> **Exercise**
Exclude the pictures and reproduce the remaining data exactly as written.

> **Supplied data**
=-=-=-=-=

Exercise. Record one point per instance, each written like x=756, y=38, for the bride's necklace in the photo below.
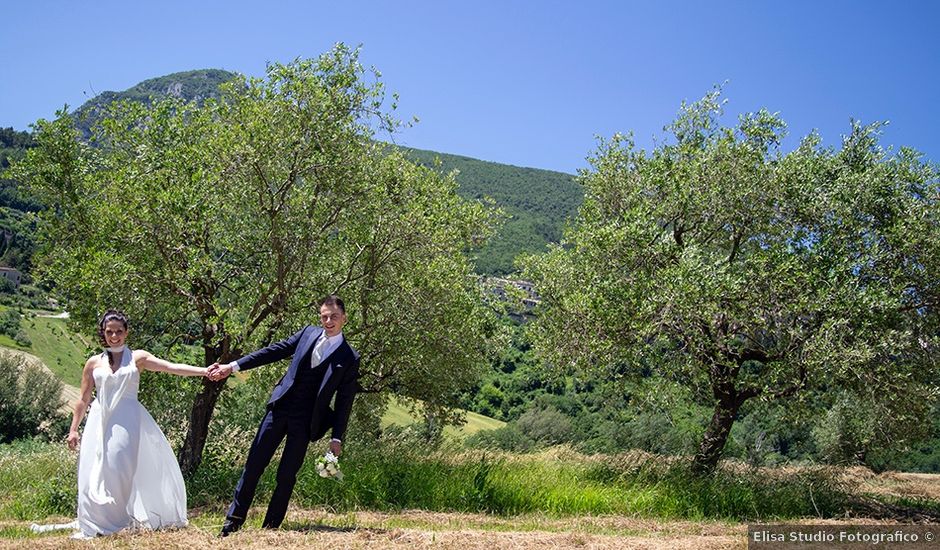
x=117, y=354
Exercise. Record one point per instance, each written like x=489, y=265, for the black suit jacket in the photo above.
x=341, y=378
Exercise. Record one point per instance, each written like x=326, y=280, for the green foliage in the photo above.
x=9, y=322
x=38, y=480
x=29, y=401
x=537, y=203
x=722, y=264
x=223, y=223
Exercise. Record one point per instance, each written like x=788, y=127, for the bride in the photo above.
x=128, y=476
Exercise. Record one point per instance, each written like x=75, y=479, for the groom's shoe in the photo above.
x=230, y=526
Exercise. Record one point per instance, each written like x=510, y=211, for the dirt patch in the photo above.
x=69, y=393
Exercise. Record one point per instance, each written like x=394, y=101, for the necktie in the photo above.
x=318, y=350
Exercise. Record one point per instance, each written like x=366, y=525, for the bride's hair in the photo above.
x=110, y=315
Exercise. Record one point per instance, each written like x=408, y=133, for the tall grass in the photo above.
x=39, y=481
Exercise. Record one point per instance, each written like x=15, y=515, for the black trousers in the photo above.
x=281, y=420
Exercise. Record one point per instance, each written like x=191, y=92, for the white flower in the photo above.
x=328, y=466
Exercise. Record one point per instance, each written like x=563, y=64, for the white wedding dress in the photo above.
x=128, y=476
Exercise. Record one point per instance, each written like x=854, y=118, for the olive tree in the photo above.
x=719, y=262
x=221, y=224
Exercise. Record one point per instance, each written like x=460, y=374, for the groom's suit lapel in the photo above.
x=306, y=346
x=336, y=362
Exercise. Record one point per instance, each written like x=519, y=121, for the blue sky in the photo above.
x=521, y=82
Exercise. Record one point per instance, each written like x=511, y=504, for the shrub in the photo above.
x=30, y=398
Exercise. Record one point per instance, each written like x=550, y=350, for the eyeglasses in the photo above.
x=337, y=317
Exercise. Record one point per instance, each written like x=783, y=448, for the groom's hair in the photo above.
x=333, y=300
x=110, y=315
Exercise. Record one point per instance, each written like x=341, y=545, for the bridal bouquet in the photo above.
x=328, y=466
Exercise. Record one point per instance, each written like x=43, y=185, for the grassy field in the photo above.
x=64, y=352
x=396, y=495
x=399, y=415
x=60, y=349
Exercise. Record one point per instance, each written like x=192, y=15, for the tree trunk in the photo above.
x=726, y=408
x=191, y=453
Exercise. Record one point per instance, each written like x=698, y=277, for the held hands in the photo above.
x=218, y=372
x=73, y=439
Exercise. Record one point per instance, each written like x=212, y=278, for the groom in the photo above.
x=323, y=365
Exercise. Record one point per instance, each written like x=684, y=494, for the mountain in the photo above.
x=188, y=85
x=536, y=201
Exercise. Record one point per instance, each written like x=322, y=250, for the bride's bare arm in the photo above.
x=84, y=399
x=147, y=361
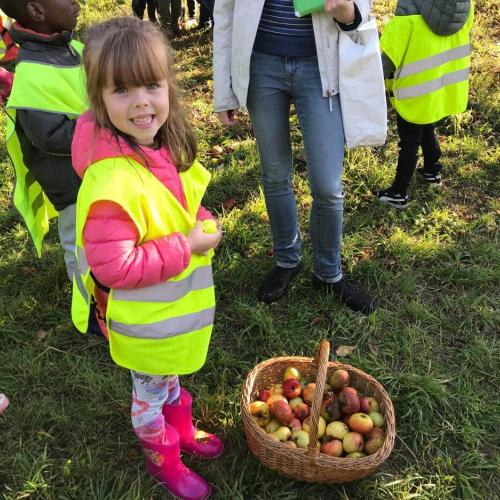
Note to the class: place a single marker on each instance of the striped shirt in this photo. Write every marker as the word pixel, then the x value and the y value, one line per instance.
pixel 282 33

=-=-=-=-=

> **Exercise response**
Exercise. Record one point per instance, each written like x=756, y=38, for the bride's necklace in the photo below.
x=117, y=354
Exercise. Record one point per instance, each written like x=489, y=265, for the black suit jacket in the photo above.
x=341, y=378
Exercise. Record one point per instance, each written like x=326, y=280, for the green foliage in the photo above.
x=9, y=322
x=38, y=480
x=29, y=401
x=537, y=203
x=722, y=264
x=223, y=223
Exercise. Record one point per instance, each written like x=788, y=127, for the bride in the photo above.
x=128, y=476
Exercise. Record one point per instance, each written like x=75, y=479, for the groom's shoe in the photo above.
x=230, y=526
Exercise. Record one point per instance, each written like x=510, y=211, for the dirt patch in the photo above.
x=69, y=393
Exercise. Record one point per instance, each written like x=394, y=101, for the necktie in the photo above.
x=318, y=350
Exercise. Record one point per instance, each written like x=366, y=525, for the bride's hair in the photo above.
x=110, y=315
Exercise. Record one point per instance, each written like x=408, y=133, for the tall grass in the photo above.
x=39, y=481
Exercise. Record one point per instance, each written like x=15, y=515, for the black trousers in the photo above.
x=281, y=420
Exercise. Record one point per instance, each written like x=191, y=92, for the white flower in the photo above.
x=328, y=466
Exercise. Record one point per instance, each written like x=563, y=64, for the white wedding dress in the photo above.
x=128, y=476
Exercise. Record one point per instance, each written like x=854, y=118, for the olive tree in the photo above.
x=719, y=262
x=221, y=224
Exercise. Record one point per instance, each written like x=460, y=374, for the groom's suit lapel in the photo above.
x=306, y=346
x=336, y=362
Exercise. Record one point per instance, each written like x=519, y=121, for the blue sky in the photo above.
x=521, y=82
Exercise. Record one point per instance, each written like x=511, y=504, for the shrub in the photo above.
x=30, y=398
Exercise. Record one point per instance, each written like x=550, y=350, for the eyeglasses in the photo above.
x=337, y=317
Exercise. Record one point per instance, each written like x=783, y=448, for the groom's hair in the photo above.
x=333, y=300
x=110, y=315
Exercise. Record one point per instance, each written like x=341, y=545, for the bridal bouquet in the photo above.
x=328, y=466
Exercise. Record one point per instance, each written like x=43, y=185, for the grassy field in the photo above.
x=64, y=352
x=396, y=495
x=399, y=415
x=60, y=349
Exercise. Record one point per instance, each written like x=192, y=15, for the tree trunk in the photo above.
x=726, y=408
x=191, y=453
Exercise. Record one point per instance, each written like x=698, y=277, for the held hands in the photo above.
x=218, y=372
x=73, y=439
Exercise. Record one point per instance, each written like x=212, y=278, for the groom in the photo above.
x=323, y=365
Exercise. Record one point per instance, each written like x=684, y=494, for the mountain in the photo above.
x=188, y=85
x=536, y=201
Exercise. Record one point per instance, each written like x=322, y=250, for the bride's bare arm in the photo above.
x=84, y=399
x=147, y=361
Note to the class: place a single marker on each instance of the striped shirt in this photo. Write every marker as the word pixel, then the x value and the y value, one line per instance.
pixel 282 33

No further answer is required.